----- Data lines -----

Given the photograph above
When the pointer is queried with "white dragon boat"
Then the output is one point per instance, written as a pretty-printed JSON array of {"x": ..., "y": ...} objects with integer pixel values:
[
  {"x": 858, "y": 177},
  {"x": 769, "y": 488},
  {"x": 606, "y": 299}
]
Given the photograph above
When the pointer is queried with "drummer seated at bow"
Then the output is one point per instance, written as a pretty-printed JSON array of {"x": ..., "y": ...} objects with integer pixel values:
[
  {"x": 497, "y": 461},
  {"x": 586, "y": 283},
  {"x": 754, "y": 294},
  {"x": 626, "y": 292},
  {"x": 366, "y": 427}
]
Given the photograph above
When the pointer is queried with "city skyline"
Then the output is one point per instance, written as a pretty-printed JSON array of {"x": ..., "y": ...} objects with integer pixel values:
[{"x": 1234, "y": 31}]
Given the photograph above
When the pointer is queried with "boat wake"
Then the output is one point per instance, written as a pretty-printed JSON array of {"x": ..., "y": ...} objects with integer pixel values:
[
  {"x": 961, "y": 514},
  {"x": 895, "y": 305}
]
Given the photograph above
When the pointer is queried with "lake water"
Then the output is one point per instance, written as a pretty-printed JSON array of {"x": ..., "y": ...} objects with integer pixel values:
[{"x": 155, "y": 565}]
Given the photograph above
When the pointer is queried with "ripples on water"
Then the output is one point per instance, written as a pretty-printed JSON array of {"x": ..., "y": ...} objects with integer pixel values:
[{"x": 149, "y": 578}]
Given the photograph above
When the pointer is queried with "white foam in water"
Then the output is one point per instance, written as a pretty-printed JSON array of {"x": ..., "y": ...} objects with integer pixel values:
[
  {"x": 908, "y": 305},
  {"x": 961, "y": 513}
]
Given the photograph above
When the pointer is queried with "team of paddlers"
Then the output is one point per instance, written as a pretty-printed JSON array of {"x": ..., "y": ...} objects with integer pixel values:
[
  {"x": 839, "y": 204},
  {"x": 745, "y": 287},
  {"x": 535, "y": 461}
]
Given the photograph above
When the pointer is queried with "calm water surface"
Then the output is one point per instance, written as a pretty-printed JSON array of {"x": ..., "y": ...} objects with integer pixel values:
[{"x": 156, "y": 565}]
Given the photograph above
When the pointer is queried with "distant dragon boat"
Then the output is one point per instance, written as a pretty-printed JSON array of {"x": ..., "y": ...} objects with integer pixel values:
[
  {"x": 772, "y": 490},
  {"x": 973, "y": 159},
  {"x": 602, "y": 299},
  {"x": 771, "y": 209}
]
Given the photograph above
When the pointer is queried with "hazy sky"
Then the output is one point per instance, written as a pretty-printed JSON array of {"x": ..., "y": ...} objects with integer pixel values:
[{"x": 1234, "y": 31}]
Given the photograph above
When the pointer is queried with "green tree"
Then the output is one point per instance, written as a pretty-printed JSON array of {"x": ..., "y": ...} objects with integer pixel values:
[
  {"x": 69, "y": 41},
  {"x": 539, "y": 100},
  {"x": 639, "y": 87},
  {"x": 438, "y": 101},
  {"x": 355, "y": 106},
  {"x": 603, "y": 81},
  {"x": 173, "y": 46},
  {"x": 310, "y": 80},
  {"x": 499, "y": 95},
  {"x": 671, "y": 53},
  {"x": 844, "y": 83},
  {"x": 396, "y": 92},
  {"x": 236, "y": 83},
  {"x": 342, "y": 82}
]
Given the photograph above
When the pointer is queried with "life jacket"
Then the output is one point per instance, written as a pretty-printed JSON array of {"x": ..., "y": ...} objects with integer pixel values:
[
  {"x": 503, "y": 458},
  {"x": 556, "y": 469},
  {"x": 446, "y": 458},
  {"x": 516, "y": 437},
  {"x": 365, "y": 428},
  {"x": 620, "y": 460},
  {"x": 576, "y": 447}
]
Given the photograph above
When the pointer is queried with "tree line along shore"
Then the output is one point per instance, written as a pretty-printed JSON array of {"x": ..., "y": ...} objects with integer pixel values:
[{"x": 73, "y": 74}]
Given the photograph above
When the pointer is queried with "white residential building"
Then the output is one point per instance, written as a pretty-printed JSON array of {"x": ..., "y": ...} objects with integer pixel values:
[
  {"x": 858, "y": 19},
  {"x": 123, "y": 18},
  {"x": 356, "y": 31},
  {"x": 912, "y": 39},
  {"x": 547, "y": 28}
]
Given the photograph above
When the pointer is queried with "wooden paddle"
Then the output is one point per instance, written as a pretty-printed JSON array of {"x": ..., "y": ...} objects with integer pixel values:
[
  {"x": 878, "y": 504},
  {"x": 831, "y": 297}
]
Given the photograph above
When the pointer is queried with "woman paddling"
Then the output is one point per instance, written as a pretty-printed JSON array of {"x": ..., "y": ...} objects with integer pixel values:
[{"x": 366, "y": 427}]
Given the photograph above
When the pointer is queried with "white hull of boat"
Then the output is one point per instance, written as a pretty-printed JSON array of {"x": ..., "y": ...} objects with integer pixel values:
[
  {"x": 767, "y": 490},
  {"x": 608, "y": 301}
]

-----

→ Exercise
Copy out in full each line of the records above that contains the string "boat".

→ Result
When the pointer is queried with "white dragon boat"
When the pointer is queried with "boat wake"
When the pointer is queried with "distant dragon boat"
When the pointer is queried with "white hull of boat"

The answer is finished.